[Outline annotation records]

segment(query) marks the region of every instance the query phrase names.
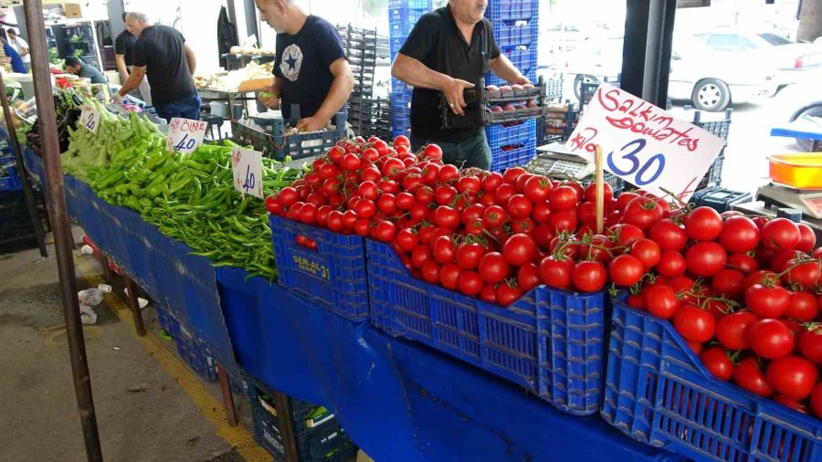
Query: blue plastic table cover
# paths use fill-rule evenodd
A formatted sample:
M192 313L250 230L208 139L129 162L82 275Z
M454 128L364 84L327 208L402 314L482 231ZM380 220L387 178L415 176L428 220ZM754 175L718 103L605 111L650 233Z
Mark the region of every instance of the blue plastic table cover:
M29 170L41 175L42 158L26 151ZM70 175L63 180L68 215L94 244L236 376L237 362L211 262L191 255L191 247L163 236L135 211L106 203L87 184Z
M423 345L353 323L261 278L217 268L237 363L265 384L332 409L385 461L662 461L598 415L562 413Z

**Work to be completed**
Reproduce every line of the records above word for word, omitting the pictures.

**Full answer**
segment(query) marks the region of every instance the query phrase names.
Query: blue plastic table cover
# paths use fill-rule evenodd
A formatted sample:
M192 313L250 230L208 139L129 162L82 275Z
M454 128L364 84L327 208L402 314L482 231ZM380 220L387 178L415 176L428 220ZM754 175L718 103L605 111L650 233Z
Mark the region of every instance of the blue plastic table cover:
M29 170L41 175L42 158L26 151ZM70 175L63 180L68 215L94 244L236 376L237 362L211 262L191 255L191 247L163 236L135 211L106 203L87 184Z
M423 345L353 323L261 278L217 268L237 363L265 384L332 409L385 461L662 461L598 415L562 413Z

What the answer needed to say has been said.